───── Record set

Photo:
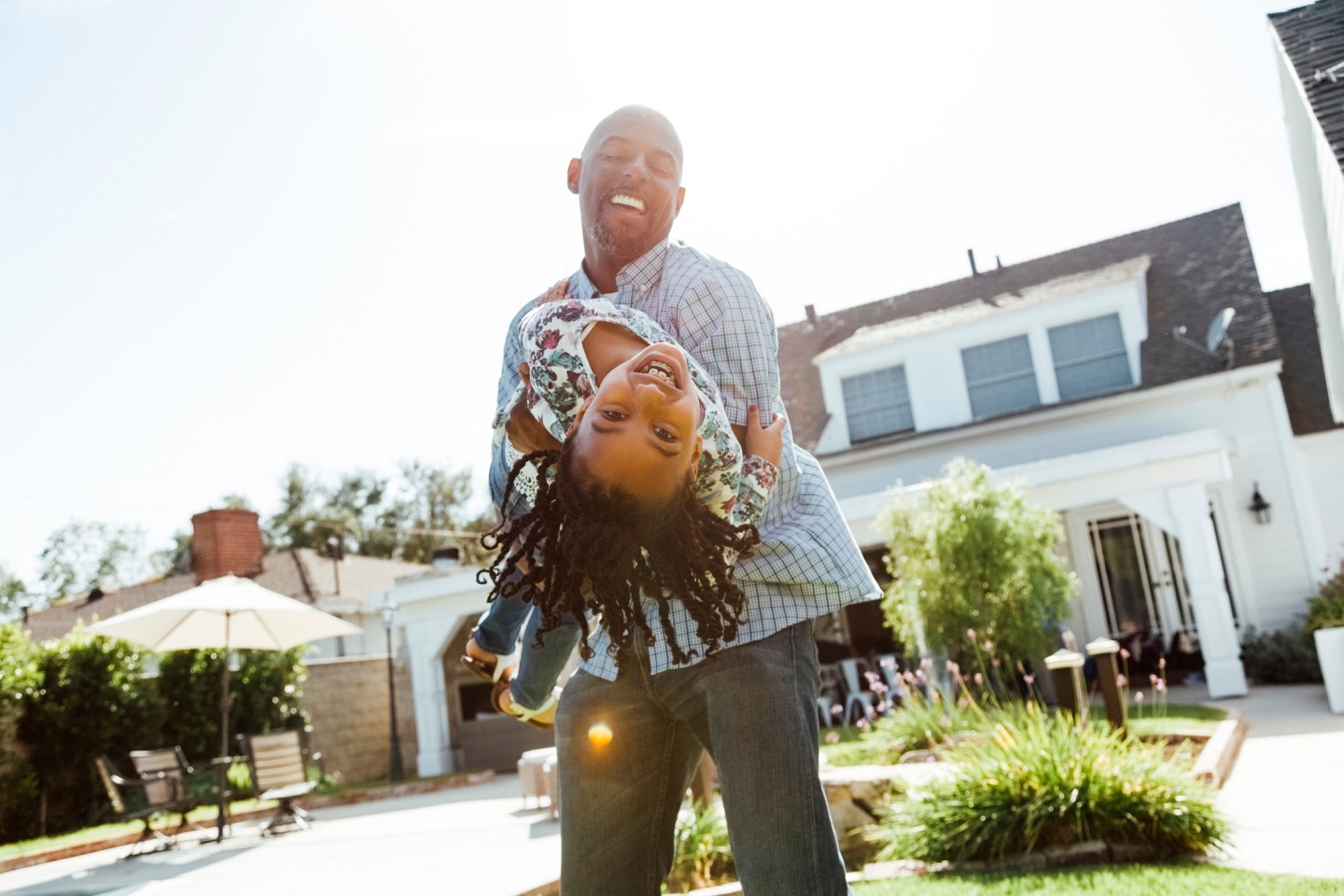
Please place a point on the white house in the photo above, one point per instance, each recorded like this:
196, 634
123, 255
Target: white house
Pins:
1309, 43
455, 727
1074, 373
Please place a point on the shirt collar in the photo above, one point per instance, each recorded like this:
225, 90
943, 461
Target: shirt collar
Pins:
640, 277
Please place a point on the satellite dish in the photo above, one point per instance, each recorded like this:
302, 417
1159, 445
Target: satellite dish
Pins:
1218, 330
1216, 342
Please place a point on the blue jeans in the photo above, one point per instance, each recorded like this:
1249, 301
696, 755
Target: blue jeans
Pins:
538, 668
753, 707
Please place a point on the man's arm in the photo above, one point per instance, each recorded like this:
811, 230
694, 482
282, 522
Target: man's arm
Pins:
730, 330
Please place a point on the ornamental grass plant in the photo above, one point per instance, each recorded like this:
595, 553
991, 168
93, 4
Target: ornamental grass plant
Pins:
702, 856
1044, 780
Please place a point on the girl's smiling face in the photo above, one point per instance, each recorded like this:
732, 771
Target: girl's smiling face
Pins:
641, 428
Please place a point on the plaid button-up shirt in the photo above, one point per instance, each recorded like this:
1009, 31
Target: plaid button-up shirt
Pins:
806, 563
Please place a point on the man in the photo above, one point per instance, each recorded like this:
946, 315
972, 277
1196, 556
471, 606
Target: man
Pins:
753, 706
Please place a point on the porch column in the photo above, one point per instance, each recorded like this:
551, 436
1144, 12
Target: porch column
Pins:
433, 755
1207, 590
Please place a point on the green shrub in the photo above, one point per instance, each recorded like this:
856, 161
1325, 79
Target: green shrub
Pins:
1043, 782
702, 855
91, 699
265, 693
974, 555
1286, 656
1327, 609
21, 673
64, 702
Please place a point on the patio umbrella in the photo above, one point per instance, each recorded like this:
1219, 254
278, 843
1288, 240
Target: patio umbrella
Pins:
228, 613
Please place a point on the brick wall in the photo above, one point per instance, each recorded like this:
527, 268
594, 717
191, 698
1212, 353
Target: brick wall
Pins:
347, 703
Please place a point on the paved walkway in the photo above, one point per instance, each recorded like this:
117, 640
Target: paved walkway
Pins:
1285, 801
1285, 797
475, 840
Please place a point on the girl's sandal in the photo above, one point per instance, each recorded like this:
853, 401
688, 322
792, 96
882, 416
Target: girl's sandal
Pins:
485, 665
540, 718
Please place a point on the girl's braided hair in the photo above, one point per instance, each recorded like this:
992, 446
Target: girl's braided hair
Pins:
588, 547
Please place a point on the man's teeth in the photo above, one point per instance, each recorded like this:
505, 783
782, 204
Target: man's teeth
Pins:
659, 369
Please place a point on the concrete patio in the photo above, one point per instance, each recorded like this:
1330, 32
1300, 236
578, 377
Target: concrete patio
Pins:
1282, 801
476, 840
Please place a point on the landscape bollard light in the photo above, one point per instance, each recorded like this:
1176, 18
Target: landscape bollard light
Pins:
394, 751
1108, 670
1066, 670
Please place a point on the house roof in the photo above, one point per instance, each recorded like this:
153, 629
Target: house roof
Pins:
1313, 39
1197, 266
301, 574
1304, 375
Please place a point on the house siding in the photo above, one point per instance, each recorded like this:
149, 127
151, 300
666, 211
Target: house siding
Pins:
1320, 189
1267, 567
1322, 455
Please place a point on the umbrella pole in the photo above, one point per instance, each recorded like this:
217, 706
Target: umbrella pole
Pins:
223, 761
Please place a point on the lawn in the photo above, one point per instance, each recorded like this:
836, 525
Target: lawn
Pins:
203, 816
1118, 880
851, 749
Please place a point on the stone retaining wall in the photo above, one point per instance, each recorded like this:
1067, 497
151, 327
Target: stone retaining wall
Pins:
347, 703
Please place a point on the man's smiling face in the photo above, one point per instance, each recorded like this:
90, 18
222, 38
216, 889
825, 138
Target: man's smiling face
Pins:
629, 186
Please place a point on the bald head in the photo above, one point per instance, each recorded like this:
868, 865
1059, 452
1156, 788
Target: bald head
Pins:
629, 187
636, 116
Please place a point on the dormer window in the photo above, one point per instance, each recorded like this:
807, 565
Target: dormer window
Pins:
1090, 357
876, 403
1001, 378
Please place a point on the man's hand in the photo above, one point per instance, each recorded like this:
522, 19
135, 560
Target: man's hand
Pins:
525, 431
763, 441
556, 293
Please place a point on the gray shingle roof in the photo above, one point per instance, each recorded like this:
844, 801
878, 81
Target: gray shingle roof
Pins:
1199, 266
1304, 375
301, 574
1313, 39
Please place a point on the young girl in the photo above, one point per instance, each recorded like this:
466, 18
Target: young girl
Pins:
648, 495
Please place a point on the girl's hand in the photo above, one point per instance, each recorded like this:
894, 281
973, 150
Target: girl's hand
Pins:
765, 441
556, 293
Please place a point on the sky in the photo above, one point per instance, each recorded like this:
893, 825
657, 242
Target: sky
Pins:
244, 234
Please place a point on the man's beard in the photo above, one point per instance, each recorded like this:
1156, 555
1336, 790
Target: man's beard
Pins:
617, 245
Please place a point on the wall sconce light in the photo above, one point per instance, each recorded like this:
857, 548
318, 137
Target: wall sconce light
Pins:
1260, 507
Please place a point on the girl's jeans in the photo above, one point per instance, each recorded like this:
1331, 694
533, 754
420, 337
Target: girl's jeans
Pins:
539, 668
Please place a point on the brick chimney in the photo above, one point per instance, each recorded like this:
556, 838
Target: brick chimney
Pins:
225, 541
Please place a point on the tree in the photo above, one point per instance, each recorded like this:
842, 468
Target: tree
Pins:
14, 594
976, 555
81, 556
405, 517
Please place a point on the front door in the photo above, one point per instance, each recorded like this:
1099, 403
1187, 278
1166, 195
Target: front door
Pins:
1139, 569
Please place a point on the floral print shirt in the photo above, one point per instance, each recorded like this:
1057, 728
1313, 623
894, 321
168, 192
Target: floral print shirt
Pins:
733, 486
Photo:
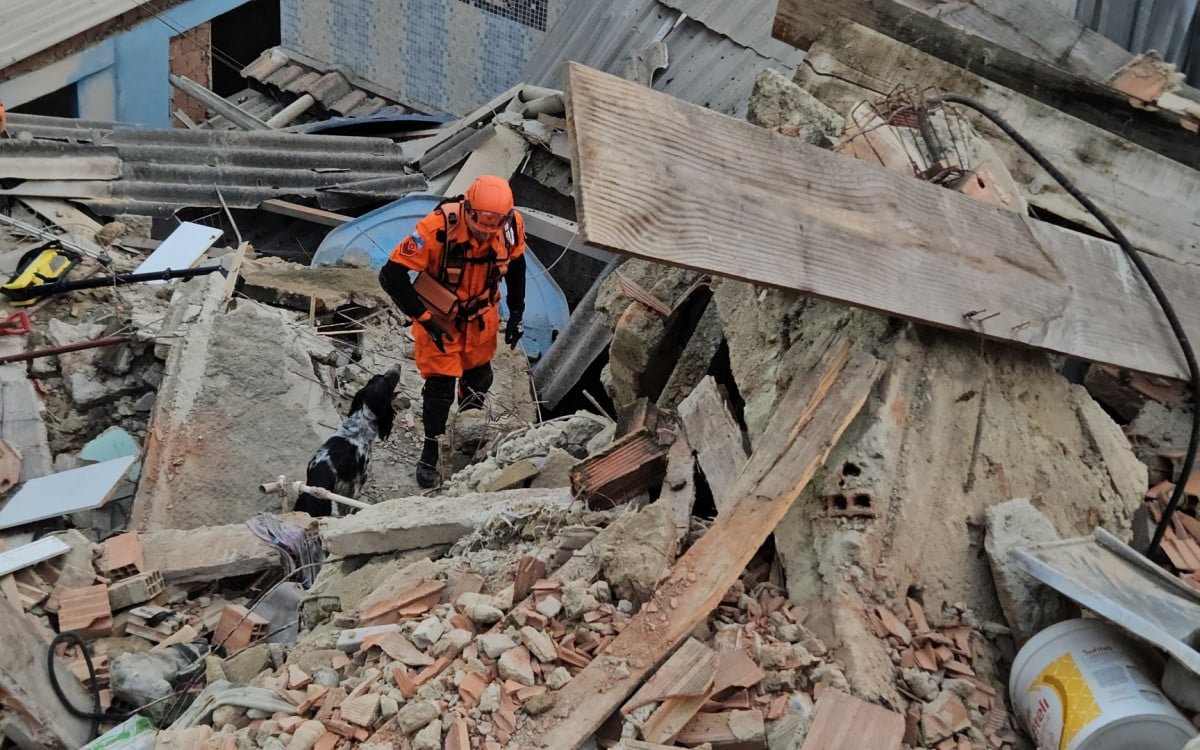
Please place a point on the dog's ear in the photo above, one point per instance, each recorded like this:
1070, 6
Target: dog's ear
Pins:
359, 399
384, 417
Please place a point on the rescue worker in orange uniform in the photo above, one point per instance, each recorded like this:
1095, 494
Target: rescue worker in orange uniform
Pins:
468, 244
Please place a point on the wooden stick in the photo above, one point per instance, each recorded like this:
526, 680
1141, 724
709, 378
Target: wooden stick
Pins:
826, 395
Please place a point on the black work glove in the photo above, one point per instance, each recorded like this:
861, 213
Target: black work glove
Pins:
514, 331
438, 334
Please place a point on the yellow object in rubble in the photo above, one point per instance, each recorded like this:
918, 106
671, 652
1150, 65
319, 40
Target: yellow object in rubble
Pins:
37, 268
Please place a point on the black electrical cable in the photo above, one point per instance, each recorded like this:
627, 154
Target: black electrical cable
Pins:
1171, 318
97, 714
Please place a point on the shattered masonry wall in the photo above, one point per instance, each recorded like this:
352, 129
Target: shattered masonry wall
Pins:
955, 426
445, 55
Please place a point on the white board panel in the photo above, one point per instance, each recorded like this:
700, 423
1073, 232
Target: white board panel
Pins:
31, 553
181, 250
65, 492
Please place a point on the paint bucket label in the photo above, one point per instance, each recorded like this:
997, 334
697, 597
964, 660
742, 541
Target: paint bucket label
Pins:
1066, 697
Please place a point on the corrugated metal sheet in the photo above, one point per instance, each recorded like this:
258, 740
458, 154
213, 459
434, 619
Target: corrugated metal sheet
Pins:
745, 23
167, 169
28, 27
1171, 28
335, 94
706, 67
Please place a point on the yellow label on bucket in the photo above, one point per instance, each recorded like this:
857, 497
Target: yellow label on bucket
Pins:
1079, 706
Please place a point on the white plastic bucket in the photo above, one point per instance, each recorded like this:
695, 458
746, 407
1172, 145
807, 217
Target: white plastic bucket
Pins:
1077, 685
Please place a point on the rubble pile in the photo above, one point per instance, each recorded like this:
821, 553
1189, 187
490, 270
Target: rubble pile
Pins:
790, 523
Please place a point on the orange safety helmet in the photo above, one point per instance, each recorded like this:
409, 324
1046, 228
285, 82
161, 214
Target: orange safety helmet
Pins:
489, 204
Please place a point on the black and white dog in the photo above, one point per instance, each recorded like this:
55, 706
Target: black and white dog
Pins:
343, 462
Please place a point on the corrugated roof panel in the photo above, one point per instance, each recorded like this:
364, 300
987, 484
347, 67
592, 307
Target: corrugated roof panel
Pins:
167, 169
747, 23
705, 67
29, 27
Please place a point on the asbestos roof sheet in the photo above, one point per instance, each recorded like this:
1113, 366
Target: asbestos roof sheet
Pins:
29, 27
166, 169
713, 57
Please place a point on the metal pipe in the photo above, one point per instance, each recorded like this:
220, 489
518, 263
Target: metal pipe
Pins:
95, 343
292, 111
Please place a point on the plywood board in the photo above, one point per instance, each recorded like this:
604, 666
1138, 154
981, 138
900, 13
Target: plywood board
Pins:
65, 492
823, 225
828, 390
31, 553
181, 250
1151, 197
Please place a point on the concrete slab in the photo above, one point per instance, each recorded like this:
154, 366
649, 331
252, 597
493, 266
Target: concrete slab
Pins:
414, 522
207, 553
241, 402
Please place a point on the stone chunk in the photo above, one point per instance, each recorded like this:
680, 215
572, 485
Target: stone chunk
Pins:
1029, 606
515, 665
539, 645
480, 609
451, 643
493, 645
418, 522
415, 715
427, 633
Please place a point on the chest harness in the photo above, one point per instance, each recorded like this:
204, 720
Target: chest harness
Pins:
456, 246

──────────

Convert the rows from the line with "Please place a point on the chest" through the end of the rows into a JSON list of strings, one string per line, leaving out blank lines.

[
  "Please place a point on the chest harness in the photo above, one point per instance, each recorded like this:",
  "204, 720",
  "Target: chest harness",
  "Pins:",
  "456, 246"
]